**Activity**.
Could you revise the lines from the one holding "107L387 118L377 129L356" through the one holding "positive clicks: (385, 97) (385, 99)", inclusive, replacing "rough mask" with "coarse mask" and keeping everything else the same? Return only those lines.

**Data for the task**.
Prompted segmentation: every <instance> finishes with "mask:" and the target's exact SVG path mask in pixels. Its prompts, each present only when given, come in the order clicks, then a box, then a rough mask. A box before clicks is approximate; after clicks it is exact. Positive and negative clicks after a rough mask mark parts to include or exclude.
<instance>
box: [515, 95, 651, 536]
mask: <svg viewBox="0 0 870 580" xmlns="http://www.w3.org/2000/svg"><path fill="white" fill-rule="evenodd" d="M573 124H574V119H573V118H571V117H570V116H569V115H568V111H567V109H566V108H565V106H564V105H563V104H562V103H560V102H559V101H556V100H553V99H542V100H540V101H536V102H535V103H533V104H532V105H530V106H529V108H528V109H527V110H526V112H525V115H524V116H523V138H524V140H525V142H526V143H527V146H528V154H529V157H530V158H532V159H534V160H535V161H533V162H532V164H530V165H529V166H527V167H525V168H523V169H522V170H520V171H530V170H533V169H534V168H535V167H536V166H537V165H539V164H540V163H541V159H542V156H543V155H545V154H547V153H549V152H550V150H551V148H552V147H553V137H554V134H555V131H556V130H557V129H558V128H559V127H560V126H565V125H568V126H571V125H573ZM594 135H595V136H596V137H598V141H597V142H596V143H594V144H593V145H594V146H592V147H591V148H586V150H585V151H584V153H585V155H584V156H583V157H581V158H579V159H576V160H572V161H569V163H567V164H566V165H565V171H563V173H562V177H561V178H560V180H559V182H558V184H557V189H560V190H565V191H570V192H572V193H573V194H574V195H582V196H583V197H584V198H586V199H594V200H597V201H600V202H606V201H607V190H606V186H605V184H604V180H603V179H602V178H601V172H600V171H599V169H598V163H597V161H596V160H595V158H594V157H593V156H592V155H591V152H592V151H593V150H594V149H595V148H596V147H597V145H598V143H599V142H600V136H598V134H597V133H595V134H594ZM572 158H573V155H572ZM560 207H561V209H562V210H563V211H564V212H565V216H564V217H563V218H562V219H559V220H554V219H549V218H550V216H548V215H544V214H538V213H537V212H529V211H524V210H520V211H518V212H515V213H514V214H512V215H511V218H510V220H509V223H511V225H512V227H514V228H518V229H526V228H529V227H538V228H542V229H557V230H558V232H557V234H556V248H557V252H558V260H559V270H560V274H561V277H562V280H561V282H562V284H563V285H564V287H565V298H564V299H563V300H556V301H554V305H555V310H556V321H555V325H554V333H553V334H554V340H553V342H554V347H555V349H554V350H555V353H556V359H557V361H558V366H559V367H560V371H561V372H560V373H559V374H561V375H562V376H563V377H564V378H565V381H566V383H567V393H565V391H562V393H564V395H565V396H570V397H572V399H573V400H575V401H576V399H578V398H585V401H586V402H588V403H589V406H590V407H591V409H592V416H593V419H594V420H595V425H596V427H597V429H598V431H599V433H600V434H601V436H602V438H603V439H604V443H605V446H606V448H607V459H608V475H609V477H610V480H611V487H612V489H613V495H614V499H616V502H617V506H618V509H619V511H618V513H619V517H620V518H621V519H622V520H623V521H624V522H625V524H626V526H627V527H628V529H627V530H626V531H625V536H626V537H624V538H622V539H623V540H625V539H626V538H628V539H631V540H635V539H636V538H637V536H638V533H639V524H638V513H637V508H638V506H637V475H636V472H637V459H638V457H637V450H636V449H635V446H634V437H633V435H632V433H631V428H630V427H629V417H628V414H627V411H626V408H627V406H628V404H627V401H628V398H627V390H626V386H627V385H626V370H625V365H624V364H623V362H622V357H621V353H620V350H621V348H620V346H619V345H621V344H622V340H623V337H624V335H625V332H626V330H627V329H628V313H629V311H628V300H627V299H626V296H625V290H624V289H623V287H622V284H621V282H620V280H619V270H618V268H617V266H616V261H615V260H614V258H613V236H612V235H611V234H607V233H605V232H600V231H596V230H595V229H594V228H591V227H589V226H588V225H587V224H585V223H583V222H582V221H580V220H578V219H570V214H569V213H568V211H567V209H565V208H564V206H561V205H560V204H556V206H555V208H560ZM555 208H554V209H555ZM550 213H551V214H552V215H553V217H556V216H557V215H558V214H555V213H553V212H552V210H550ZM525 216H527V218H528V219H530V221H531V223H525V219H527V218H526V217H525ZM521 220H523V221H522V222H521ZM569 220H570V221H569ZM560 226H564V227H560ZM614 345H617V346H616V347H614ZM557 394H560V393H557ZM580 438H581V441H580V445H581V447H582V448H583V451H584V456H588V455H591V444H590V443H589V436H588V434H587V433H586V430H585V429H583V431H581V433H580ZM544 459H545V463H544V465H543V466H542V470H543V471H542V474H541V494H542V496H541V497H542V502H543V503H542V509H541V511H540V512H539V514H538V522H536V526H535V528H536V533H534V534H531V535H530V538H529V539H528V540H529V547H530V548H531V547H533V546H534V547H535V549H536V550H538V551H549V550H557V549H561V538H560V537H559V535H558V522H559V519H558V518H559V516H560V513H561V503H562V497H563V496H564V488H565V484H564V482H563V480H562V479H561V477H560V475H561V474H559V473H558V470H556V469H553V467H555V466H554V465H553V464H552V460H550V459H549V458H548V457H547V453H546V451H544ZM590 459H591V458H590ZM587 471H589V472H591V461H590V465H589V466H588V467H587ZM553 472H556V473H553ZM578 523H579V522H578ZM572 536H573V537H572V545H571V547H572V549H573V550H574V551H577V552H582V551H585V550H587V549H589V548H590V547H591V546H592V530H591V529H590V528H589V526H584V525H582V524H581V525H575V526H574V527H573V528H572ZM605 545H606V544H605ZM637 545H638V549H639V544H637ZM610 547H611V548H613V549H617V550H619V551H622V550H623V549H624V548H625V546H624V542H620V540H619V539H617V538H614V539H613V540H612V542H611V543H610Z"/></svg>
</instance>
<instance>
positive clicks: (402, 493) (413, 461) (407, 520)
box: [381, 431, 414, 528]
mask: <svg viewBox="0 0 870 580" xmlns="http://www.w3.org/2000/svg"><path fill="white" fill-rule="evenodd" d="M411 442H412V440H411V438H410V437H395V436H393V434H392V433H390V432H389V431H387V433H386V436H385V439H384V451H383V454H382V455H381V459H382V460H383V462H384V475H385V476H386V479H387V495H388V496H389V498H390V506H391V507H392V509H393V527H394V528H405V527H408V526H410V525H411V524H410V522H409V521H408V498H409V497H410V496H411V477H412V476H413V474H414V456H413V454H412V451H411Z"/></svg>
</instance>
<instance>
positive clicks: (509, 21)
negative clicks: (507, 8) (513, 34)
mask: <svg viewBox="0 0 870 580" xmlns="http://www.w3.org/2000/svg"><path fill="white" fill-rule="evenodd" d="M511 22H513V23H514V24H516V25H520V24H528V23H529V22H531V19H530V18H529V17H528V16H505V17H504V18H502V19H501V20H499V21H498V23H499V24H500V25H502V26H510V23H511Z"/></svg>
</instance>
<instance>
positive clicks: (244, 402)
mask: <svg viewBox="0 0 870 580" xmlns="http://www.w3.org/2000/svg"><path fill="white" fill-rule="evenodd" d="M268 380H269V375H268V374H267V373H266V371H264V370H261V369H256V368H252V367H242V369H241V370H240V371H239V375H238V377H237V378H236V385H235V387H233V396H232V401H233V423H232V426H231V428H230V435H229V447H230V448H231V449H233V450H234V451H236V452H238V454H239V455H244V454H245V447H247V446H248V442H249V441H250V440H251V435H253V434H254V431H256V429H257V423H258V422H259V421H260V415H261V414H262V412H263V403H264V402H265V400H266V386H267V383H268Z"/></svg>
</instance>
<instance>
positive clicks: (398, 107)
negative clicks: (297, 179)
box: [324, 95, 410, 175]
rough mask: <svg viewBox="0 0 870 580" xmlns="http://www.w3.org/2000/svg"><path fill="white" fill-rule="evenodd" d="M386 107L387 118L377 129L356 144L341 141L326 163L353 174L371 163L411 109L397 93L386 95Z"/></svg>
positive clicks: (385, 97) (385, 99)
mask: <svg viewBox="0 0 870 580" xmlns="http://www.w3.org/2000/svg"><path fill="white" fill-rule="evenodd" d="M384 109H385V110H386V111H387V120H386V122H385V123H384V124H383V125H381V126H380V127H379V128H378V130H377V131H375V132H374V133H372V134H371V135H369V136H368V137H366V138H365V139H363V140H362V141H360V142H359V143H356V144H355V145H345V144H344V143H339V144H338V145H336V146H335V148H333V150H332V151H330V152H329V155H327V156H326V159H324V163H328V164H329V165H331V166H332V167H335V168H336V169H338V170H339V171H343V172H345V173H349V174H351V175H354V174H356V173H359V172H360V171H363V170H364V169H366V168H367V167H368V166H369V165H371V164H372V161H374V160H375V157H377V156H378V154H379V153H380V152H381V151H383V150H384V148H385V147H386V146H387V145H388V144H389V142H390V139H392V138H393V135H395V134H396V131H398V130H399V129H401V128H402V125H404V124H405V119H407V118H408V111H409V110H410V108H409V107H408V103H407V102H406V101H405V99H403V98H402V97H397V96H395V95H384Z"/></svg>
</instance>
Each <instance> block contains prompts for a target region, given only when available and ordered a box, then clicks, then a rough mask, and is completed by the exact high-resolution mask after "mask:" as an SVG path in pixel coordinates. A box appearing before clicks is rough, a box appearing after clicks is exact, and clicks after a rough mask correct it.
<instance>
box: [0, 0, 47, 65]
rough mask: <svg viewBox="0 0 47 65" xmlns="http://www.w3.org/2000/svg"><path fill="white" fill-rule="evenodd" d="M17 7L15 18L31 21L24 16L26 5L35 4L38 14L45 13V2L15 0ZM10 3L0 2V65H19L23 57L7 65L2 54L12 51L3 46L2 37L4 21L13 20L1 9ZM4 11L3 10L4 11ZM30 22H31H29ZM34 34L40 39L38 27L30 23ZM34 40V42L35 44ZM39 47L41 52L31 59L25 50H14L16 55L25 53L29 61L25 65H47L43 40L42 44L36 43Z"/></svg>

**Written solution**.
coarse mask: <svg viewBox="0 0 870 580" xmlns="http://www.w3.org/2000/svg"><path fill="white" fill-rule="evenodd" d="M386 107L387 118L377 129L356 144L341 141L326 163L353 174L371 163L411 109L397 93L386 95Z"/></svg>
positive clicks: (385, 97) (385, 99)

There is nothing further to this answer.